_Problem to work on_
Convert the rows below into a numbered list with no blank lines, and leave the pictures out.

_Supplied records_
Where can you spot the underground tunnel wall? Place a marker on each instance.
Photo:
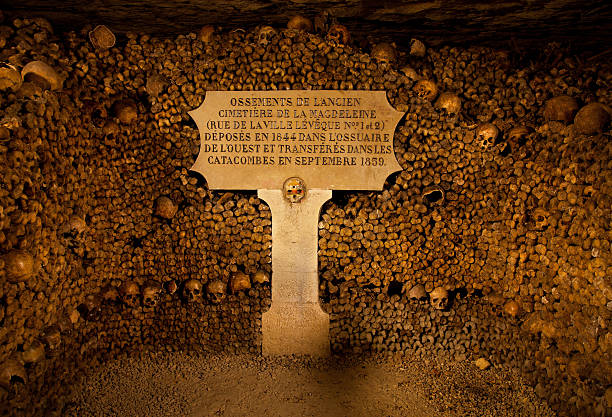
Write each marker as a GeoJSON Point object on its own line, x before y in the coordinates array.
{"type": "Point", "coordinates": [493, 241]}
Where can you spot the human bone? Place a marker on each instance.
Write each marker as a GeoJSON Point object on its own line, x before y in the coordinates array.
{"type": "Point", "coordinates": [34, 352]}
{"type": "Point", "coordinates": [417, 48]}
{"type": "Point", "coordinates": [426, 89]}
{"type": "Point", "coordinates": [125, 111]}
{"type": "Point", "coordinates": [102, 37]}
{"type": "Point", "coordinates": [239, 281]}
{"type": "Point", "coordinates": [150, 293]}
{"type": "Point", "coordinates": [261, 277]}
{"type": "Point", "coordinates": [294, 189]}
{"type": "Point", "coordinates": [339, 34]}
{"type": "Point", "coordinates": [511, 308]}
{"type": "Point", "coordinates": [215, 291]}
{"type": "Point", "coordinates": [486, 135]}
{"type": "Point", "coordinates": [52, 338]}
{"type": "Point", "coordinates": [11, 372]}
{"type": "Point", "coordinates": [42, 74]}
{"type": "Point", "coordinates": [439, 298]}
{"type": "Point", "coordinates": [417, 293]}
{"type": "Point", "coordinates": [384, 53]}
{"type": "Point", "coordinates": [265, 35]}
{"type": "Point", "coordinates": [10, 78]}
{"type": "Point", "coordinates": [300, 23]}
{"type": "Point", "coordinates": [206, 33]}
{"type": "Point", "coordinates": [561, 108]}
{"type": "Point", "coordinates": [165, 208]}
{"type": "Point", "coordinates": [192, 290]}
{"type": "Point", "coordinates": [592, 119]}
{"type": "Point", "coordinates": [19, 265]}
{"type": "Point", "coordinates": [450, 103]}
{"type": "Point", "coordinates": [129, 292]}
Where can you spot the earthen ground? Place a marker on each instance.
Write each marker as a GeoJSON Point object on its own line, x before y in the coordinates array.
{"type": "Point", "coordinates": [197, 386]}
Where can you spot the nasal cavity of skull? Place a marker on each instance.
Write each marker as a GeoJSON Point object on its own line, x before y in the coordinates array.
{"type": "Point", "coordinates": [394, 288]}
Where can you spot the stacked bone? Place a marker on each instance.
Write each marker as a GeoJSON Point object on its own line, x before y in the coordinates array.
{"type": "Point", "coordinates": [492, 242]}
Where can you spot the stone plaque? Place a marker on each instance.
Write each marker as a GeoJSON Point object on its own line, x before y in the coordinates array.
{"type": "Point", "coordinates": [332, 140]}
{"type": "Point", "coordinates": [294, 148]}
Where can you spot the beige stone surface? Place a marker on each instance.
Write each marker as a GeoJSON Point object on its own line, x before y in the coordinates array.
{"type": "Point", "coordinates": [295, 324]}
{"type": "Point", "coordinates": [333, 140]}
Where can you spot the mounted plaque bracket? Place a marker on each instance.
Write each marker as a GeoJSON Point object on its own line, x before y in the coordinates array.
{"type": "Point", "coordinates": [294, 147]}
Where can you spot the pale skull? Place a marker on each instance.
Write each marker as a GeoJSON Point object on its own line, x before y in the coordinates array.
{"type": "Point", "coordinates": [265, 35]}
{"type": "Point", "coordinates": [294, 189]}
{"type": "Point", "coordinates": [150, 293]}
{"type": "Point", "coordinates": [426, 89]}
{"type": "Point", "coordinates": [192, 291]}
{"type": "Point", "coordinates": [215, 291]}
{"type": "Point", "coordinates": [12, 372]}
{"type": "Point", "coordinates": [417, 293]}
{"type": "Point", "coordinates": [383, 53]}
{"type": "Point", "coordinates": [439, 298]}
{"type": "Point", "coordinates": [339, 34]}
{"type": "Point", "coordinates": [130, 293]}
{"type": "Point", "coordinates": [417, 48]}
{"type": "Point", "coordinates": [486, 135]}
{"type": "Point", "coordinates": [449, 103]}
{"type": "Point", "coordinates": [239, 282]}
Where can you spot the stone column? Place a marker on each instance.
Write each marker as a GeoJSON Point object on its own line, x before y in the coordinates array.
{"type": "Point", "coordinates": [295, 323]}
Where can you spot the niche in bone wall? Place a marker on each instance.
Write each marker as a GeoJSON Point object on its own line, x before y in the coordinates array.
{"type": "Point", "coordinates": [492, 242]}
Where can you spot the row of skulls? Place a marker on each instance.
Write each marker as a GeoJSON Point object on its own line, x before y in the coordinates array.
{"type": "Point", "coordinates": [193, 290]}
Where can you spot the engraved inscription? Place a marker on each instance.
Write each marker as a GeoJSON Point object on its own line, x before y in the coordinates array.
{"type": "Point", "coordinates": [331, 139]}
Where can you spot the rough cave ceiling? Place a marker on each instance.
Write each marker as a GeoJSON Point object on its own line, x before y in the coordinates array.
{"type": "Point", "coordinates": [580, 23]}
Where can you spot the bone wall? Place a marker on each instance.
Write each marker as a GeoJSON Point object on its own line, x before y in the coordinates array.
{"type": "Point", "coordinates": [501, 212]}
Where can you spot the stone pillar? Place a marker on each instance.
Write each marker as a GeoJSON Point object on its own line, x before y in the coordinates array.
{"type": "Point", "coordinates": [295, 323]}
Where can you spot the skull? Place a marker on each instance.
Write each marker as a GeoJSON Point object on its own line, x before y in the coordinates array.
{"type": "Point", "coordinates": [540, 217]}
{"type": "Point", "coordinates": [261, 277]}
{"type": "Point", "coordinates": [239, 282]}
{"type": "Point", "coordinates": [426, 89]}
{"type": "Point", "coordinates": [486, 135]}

_Exercise answer_
1. Where can you spot the underground tunnel wall? Place a marker on each instance.
2. Photo:
3. Write each marker as a GeoJSON Point object on its own line, x before y in the coordinates array.
4. {"type": "Point", "coordinates": [493, 241]}
5. Where can you spot the human bone? Place a marker on each instance.
6. Write each marker as a GeoJSON Point object on its own line, x before y in the coordinates array.
7. {"type": "Point", "coordinates": [34, 352]}
8. {"type": "Point", "coordinates": [417, 48]}
9. {"type": "Point", "coordinates": [426, 89]}
10. {"type": "Point", "coordinates": [125, 111]}
11. {"type": "Point", "coordinates": [102, 37]}
12. {"type": "Point", "coordinates": [239, 281]}
13. {"type": "Point", "coordinates": [150, 293]}
14. {"type": "Point", "coordinates": [261, 277]}
15. {"type": "Point", "coordinates": [294, 189]}
16. {"type": "Point", "coordinates": [339, 34]}
17. {"type": "Point", "coordinates": [511, 308]}
18. {"type": "Point", "coordinates": [215, 291]}
19. {"type": "Point", "coordinates": [486, 135]}
20. {"type": "Point", "coordinates": [52, 338]}
21. {"type": "Point", "coordinates": [11, 372]}
22. {"type": "Point", "coordinates": [42, 74]}
23. {"type": "Point", "coordinates": [439, 298]}
24. {"type": "Point", "coordinates": [417, 293]}
25. {"type": "Point", "coordinates": [384, 53]}
26. {"type": "Point", "coordinates": [265, 35]}
27. {"type": "Point", "coordinates": [10, 78]}
28. {"type": "Point", "coordinates": [300, 23]}
29. {"type": "Point", "coordinates": [206, 33]}
30. {"type": "Point", "coordinates": [561, 108]}
31. {"type": "Point", "coordinates": [165, 208]}
32. {"type": "Point", "coordinates": [192, 290]}
33. {"type": "Point", "coordinates": [592, 119]}
34. {"type": "Point", "coordinates": [19, 265]}
35. {"type": "Point", "coordinates": [450, 103]}
36. {"type": "Point", "coordinates": [129, 292]}
37. Where can you spot the earthen ground? Place a marker on each instance.
38. Write each marker as a GeoJSON Point object on its own line, x before y in the coordinates array.
39. {"type": "Point", "coordinates": [197, 386]}
40. Where can you spot the nasal cavity of skull? Place a marker on each instance.
41. Write each marker as a GeoJSON Point object on its own line, x before y in the coordinates array.
42. {"type": "Point", "coordinates": [394, 288]}
43. Where can you spot the stacked bone? Place a marker on each instance.
44. Write each marker as a GeoJSON Point object on its own line, x before y in the coordinates array.
45. {"type": "Point", "coordinates": [492, 242]}
46. Where can you spot the stone plaque? Place a marker on each instance.
47. Write each marker as a GeoJSON Point object on its own line, x before y in the coordinates array.
48. {"type": "Point", "coordinates": [332, 140]}
49. {"type": "Point", "coordinates": [294, 148]}
50. Where can you spot the beige stone surface? Place a marker on each instance.
51. Write each marker as a GeoJSON Point object on its own line, x before y in the coordinates array.
52. {"type": "Point", "coordinates": [295, 324]}
53. {"type": "Point", "coordinates": [333, 140]}
54. Where can you spot the mounted plaque bracket? Place a marker on each instance.
55. Write each marker as a GeoJSON Point object on its own line, x before y in the coordinates array.
56. {"type": "Point", "coordinates": [294, 147]}
57. Where can you spot the pale skull? Place a marker on each instance.
58. Write each marker as a GeoJSON Point object on its own line, x before y in the coordinates array.
59. {"type": "Point", "coordinates": [265, 35]}
60. {"type": "Point", "coordinates": [294, 189]}
61. {"type": "Point", "coordinates": [150, 293]}
62. {"type": "Point", "coordinates": [426, 89]}
63. {"type": "Point", "coordinates": [192, 291]}
64. {"type": "Point", "coordinates": [215, 291]}
65. {"type": "Point", "coordinates": [12, 372]}
66. {"type": "Point", "coordinates": [417, 293]}
67. {"type": "Point", "coordinates": [383, 53]}
68. {"type": "Point", "coordinates": [439, 298]}
69. {"type": "Point", "coordinates": [339, 34]}
70. {"type": "Point", "coordinates": [130, 293]}
71. {"type": "Point", "coordinates": [417, 48]}
72. {"type": "Point", "coordinates": [486, 135]}
73. {"type": "Point", "coordinates": [449, 103]}
74. {"type": "Point", "coordinates": [239, 282]}
75. Where can you spot the stone column? Place a marker on each instance.
76. Write each marker as a GeoJSON Point object on its own line, x before y in the coordinates array.
77. {"type": "Point", "coordinates": [295, 323]}
78. Where can you spot the niche in bone wall? Place a marker on each instance.
79. Write each marker as a GeoJSON Point object on its own line, x before y in the coordinates array.
80. {"type": "Point", "coordinates": [492, 242]}
81. Where can you spot the row of skulls? Place a marker on each instance.
82. Write each marker as a GeoJSON Point object on its own line, x before y in the coordinates array.
83. {"type": "Point", "coordinates": [193, 290]}
84. Where can you spot the engraved inscription? Place a marker on each instance.
85. Write each marker as a GeoJSON Point object on its own line, x before y in the coordinates array.
86. {"type": "Point", "coordinates": [331, 139]}
87. Where can you spot the rough cave ceiling? Place a marker on each instance.
88. Write each marker as a GeoJSON Point object on its own line, x before y in the coordinates array.
89. {"type": "Point", "coordinates": [580, 23]}
90. Where can you spot the bone wall? Place a marker on each instance.
91. Write each marker as a GeoJSON Point object on its own line, x before y in the coordinates array.
92. {"type": "Point", "coordinates": [501, 212]}
93. Where can you spot the stone pillar? Place a marker on each instance.
94. Write each marker as a GeoJSON Point object on its own line, x before y in the coordinates array.
95. {"type": "Point", "coordinates": [295, 323]}
96. Where can you spot the skull? Place a marker on each instance.
97. Write each marker as a GeoJSON Point object on its own line, x before y in the coordinates array.
98. {"type": "Point", "coordinates": [540, 217]}
99. {"type": "Point", "coordinates": [261, 277]}
100. {"type": "Point", "coordinates": [239, 282]}
101. {"type": "Point", "coordinates": [426, 89]}
102. {"type": "Point", "coordinates": [486, 135]}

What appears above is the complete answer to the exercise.